** TEXT PASSAGE follows **

Director Neil Kirkman takes on the challenge of this year’s major Bath Opera production of Bellini’s La Sonnambula (The Sleepwalker). We find out more about Neil’s vision for bringing opera alive through innovative stagecraft and design…
Tell us a bit about yourself and what drew you to become involved in opera…
Although I have had no formal training in theatre, my career required a creative approach to making a wide range of new activities work which has proved very useful. In music, I was very fortunate to have an excellent singing teacher in the late Maureen Lehane. This led to my joining the chorus for Dorset Opera. Work commitments limited my involvement but I continued with Dorset Opera and then performed a number of roles with Bristol Opera.
Your involvement with Bath Opera began as a performer. How did you make the move to set design and direction?
I joined Bath Opera nearly twenty years ago and have been hugely privileged to have learnt and performed many of the best bass baritone roles in the repertoire.
My favourite roles have included Don Giovanni, Figaro, Papageno, Count Almaviva, Pandolfe and Porgy. I also loved some of the darker and dramatic roles such as Rafaele in ‘Jewels of the Madonna’ and Frank Maurrant in Kurt Weill’s ‘Street Scene’.
During this period I gradually started to design some of the sets for our productions.
Then came the year when Bath Opera was considering doing Tchaikovsky’s Queen of Spades but was hesitating because of the notoriously difficult production challenges. An idea came to me that would make the production viable. I put my idea to the committee and hey presto I found myself appointed designer and director! To say that Queen of Spades as a choice of a first opera to direct was jumping in at the deep end would be a massive understatement!
What might you say was the highlight of your career with Bath Opera to date?
The experience with Queen of Spades showed that neither I nor the company need be too frightened of complex, hugely complicated operas.
So the next major project I undertook with Bath Opera was Benjamin Britten’s Peter Grimes which was the most immersive and fulfilling experience I have ever had in opera. I was enormously proud of what the company achieved. Being rewarded with three awards and a very positive review in Opera magazine was the icing on the cake.
What are the most important things for you when devising a new production?
For me ‘telling the story’ is paramount. As far as possible I try to make my productions a continuous linked flow with movements and actions flowing directly out of the words and the music. I also try to make every person on stage a ‘real’ person with a rationale for every action they take. For this reason I find it more satisfying and easier if I both design the production and direct it so I can ensure what I originally envisaged is what we actually put on stage.
Although I have no problem with a more ‘traditional’ period production, as it was with Beatrice and Benedict. I enjoy moving productions into a completely new setting and period, particularly if it makes an otherwise impossible production viable.
The most extreme shift I did was to move Handel’s oratorio Acis and Galatea from its classic Arcadian setting into a very rough modern country pub where Galatea was the barmaid, the monster Polypheme became the village drunk and killed his rival Acis by thwacking him on the head with a slate shove-ha’penny board!

** End of TEXT PASSAGE **
** PROVIDED MATERIAL follows **

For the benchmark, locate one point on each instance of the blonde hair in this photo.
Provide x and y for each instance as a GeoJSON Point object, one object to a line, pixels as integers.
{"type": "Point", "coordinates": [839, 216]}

** End of PROVIDED MATERIAL **

### WHAT IS EXPECTED
Check each statement against the Bath Opera interview and say whether the text agrees. Answer yes or no, then quote the words that decide it. (a) Neil Kirkman had formal training in theatre. (b) The Peter Grimes production won three awards. (c) In the Acis and Galatea production, Galatea was the barmaid.

### SOLUTION TO THIS PROBLEM
(a) No: "Although I have had no formal training in theatre"
(b) Yes: "Being rewarded with three awards and a very positive review in Opera magazine"
(c) Yes: "where Galatea was the barmaid"